BRIEF A - In the passage on Nanosolar's solar cells, write out the text starting with "Nanosolar’s approach is" and going on through "efficient solar cell.", substituting "ethanol" for each occurrence of "alcohol".
BRIEF B - Name every ingredient of the cocktail that the passage on Nanosolar's solar cells says researchers spray on a metal foil.
BRIEF C - Carry on the passage on Nanosolar's solar cells from the point where it stops.

DOCUMENT EXCERPT -
*** Block opens ***

Nanosolar’s approach is disarmingly simple. Researchers spray a cocktail of alcohol, surfactants (substances like those used in detergents), and titanium compounds on a metal foil. As the alcohol evaporates, the surfactant molecules bunch together into elongated tubes, erecting a molecular scaffold around which the titanium compounds gather and fuse. In just 30 seconds a block of titanium oxide bored through with holes just a few nanometers wide rises from the foil. Fill the holes with a conductive polymer, add electrodes, cover the whole block with a transparent plastic, and you have a highly efficient solar cell.
In theory, at least, energized electrons in Nanosolar’s columns of plastic need only jump a few nanometers to reach the titanium compounds. From there, the electrons shoot straight through the vertically oriented titanium compounds to an electrode. “It’s a fast path out,” says Nanosolar’s CEO Martin Roscheisen, an Internet entrepreneur who founded the company two years ago.

*** Block closes ***

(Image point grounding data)

*** Block opens ***

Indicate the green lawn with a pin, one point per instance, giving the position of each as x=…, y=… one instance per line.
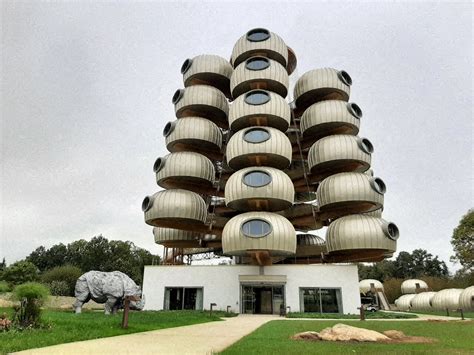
x=368, y=315
x=443, y=313
x=68, y=327
x=274, y=338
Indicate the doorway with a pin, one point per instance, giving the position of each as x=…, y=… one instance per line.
x=262, y=299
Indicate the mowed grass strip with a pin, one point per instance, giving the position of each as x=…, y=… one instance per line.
x=274, y=338
x=67, y=327
x=368, y=315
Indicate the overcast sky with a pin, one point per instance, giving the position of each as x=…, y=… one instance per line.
x=86, y=91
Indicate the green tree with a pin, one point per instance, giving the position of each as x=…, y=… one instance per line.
x=462, y=241
x=20, y=272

*** Block closes ***

RESULT A -
Nanosolar’s approach is disarmingly simple. Researchers spray a cocktail of ethanol, surfactants (substances like those used in detergents), and titanium compounds on a metal foil. As the ethanol evaporates, the surfactant molecules bunch together into elongated tubes, erecting a molecular scaffold around which the titanium compounds gather and fuse. In just 30 seconds a block of titanium oxide bored through with holes just a few nanometers wide rises from the foil. Fill the holes with a conductive polymer, add electrodes, cover the whole block with a transparent plastic, and you have a highly efficient solar cell.

RESULT B - Alcohol, surfactants, and titanium compounds.

RESULT C -
This technology could enable Nanosolar to spray-paint photovoltaics onto building tiles, vehicles, and billboards, and wire them up to electrodes. At first, the cells would be applied in manufacturing, but eventually they might be sprayed onto existing surfaces. When will this approach become prevalent enough to feed electricity to power grids? Roscheisen won’t say, but he vows that by the end of next year, Nanosolar will have prototypes that capture 10 percent of incoming solar energy.
Catching Some Sun
In their initial applications-such as powering cell phones and laptops, as Konarka envisions-printed solar cells won’t need to produce that much power or run for decades at a time. But scaling them up from personal electronics to rooftops is a whole other story.
Unlike the crystalline silicon in conventional solar panels, the polymers and dyes employed in printable solar cells are exquisitely sensitive to oxygen. Protecting these materials from blowing sand, intense sunlight, extreme temperature shifts, and the myriad other forms of abuse that nature heaps on solar panels will require hermetic seals. But Brian Gregg, a solar expert at the U.S. Department of Energy’s National Renewable Energy Laboratory, predicts that materials scientists will soon develop workable seals that will protect the delicate devices over the long term. “There’s no reason to believe that we can’t make [printed] solar cells that will last for 30 years,” says Gregg.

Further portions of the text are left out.